• [What you will do] I'd like the full listing transcribed exactly, with no images included.

• [Input]
^^^^^^^^^^^^^^^^

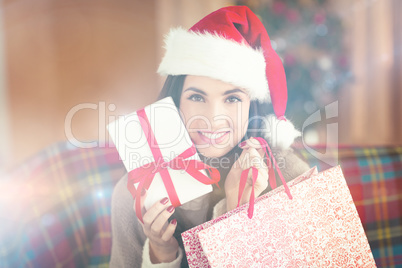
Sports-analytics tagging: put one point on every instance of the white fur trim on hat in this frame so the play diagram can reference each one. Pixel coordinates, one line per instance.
(211, 55)
(280, 133)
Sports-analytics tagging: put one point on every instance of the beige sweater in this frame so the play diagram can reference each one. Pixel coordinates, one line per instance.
(130, 247)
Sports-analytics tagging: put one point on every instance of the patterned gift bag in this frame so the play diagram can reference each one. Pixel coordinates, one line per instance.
(319, 227)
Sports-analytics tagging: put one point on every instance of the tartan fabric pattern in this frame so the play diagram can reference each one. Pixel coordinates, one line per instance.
(55, 207)
(374, 177)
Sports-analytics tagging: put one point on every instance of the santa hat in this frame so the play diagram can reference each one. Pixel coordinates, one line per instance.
(232, 45)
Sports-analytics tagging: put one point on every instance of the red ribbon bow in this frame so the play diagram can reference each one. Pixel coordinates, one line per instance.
(145, 174)
(271, 178)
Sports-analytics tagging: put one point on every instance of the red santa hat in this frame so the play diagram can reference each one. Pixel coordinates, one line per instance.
(232, 45)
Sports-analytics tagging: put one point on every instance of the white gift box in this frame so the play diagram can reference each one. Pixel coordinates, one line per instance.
(172, 140)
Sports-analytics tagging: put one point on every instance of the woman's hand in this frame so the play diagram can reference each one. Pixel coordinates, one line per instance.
(252, 155)
(163, 246)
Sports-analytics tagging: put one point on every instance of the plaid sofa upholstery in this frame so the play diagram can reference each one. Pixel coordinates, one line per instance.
(55, 208)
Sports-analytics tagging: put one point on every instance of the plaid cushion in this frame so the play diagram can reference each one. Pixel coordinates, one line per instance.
(55, 208)
(374, 177)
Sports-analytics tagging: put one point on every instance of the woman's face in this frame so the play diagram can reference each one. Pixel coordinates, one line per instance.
(215, 114)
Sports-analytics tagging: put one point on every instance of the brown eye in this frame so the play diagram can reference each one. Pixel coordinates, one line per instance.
(233, 99)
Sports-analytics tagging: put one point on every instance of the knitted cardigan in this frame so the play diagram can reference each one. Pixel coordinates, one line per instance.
(130, 247)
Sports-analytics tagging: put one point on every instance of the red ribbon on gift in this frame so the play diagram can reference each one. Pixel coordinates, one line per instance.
(144, 175)
(271, 178)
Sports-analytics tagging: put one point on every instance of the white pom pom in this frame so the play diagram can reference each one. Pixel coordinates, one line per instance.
(279, 133)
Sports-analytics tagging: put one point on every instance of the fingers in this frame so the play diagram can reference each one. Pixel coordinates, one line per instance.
(160, 221)
(142, 199)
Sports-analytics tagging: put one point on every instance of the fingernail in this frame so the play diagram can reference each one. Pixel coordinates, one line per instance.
(170, 209)
(164, 200)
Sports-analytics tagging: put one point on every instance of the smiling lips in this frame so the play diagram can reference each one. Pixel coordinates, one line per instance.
(215, 137)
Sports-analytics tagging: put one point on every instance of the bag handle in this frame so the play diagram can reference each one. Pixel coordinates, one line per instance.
(271, 178)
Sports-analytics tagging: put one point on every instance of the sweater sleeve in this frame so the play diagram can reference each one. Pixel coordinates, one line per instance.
(290, 166)
(128, 239)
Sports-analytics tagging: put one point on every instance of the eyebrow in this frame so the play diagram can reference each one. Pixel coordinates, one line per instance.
(227, 92)
(233, 91)
(196, 90)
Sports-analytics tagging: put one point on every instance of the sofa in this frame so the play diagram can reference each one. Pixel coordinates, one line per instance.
(55, 206)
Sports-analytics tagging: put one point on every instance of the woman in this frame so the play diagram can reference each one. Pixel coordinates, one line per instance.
(226, 80)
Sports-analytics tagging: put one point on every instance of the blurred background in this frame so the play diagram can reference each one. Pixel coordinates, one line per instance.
(79, 64)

^^^^^^^^^^^^^^^^

• [Solution to the exercise]
Sports-analytics tagging: put one point on every instance of the white fur trim on hat in this frame so the play diagram can reference each one. Pixel coordinates, one line per instance.
(211, 55)
(280, 133)
Sports-analytics tagging: put one point on every instance of the beige sweater in this frame so the play diagram can reference each one. Pixel coordinates, one line per instance.
(130, 247)
Sports-analytics tagging: put one point on every instance of the patterned gift bag in this frame so the play diagram can reference each one. Pixel coordinates, one line per instance.
(319, 227)
Sports-analytics tagging: put one point on every instance of the tartan fabric pattern in this frame so the play diagram can reference each one. Pixel coordinates, one line per instance.
(55, 207)
(374, 177)
Sports-analytics tagging: put one point on every instance of the santa hat in this frame so the play diagram can reference each one. Pixel coordinates, one line per instance.
(232, 45)
Sports-analytics tagging: put one point on every instance of the red ribbon bow in this frame so the play diagram can reference each one. Pixel coordinates, one line per instance.
(145, 174)
(271, 178)
Sports-analytics tagging: put one point on every instance of the red santa hat in this frame so the play diagram can reference each one. Pixel coordinates, one line per instance.
(232, 45)
Sports-analytics tagging: put one point on every instance of the white gift box in this frame so the play diagram can reference each one. Pixel coordinates, one line per instance.
(172, 140)
Sports-analytics tagging: put one point on every instance of the woman's hand in this frame so the play diagram can reference each one. Pixel coordinates, one line per instance.
(252, 155)
(163, 246)
Sports-analytics tagging: put one point on every instance of the plaid sofa upholstery in this frame so the play diagram can reference each one. Pixel coordinates, one line per instance.
(55, 208)
Sports-analytics tagging: put one point on every instance of the plaid cushion in this frame so the play diagram can reference each one. Pixel coordinates, one line per instance.
(55, 208)
(374, 177)
Sports-analytics tagging: put one point on every instance of the woman's face in this frame so the play diagram can reference each one. Pixel coordinates, one line per instance.
(215, 114)
Sports-analytics tagging: put one point on every instance of the brown eye in this frame so the play diagram can reference each one. Pixel coordinates, one line per instance.
(233, 99)
Sports-analytics tagging: put one point on every instance of the knitted cardigan in this frame so the play diagram can reference each one. Pixel coordinates, one line per instance.
(130, 247)
Sports-analytics tagging: put one point on every instance of the red ribbon on gift in this frame so the play diagram can reference each one. Pixel coordinates, one line per instance.
(144, 175)
(271, 178)
Sports-analytics tagging: put one point on every instance of the white pom pom in this frame so the play diagram can reference each one. Pixel coordinates, one line per instance.
(279, 133)
Sports-analytics tagging: put one point on every instance of the fingers in this frame so the play diagram can reference each one. Pixel coordinates, one line per instance.
(160, 221)
(142, 199)
Sports-analytics tagging: put one point on every instance of the fingernail in this frame so the play diagram can reference each one. Pixel coordinates, one line per instance.
(170, 209)
(164, 200)
Sports-analytics tagging: put one point on every instance of the smiling lips in this frame so the play diagram can reference each one. Pixel coordinates, one line per instance.
(215, 137)
Sports-analytics tagging: put one point on every instance of the bag handle in this frame so the play diagram can reference each one. Pixel coordinates, one line per instance.
(271, 178)
Sports-analytics tagging: put one point on every instance of the sweater sleeve in this frame so the play diagram can reference each one. Pixel coordinates, one line per instance.
(290, 166)
(128, 239)
Sports-analytics tagging: put one point on every instance of the eyebrow in this frame so the play diagram can reference each one. Pixel coordinates, one line per instance.
(227, 92)
(233, 91)
(196, 90)
Sports-analytics tagging: put one point on every instance of the sofa in this frame so the play diagram can reference each one. Pixel coordinates, one line per instance.
(55, 206)
Sports-analytics tagging: put one point on every instance of the woman in this frame so the play diagram can reference each one. Pixel coordinates, one line per instance.
(226, 80)
Sports-analytics tagging: put one point on every instance of the blurred background in this frame so the play diagram can reference each one. Pixel coordinates, one line per instance.
(79, 64)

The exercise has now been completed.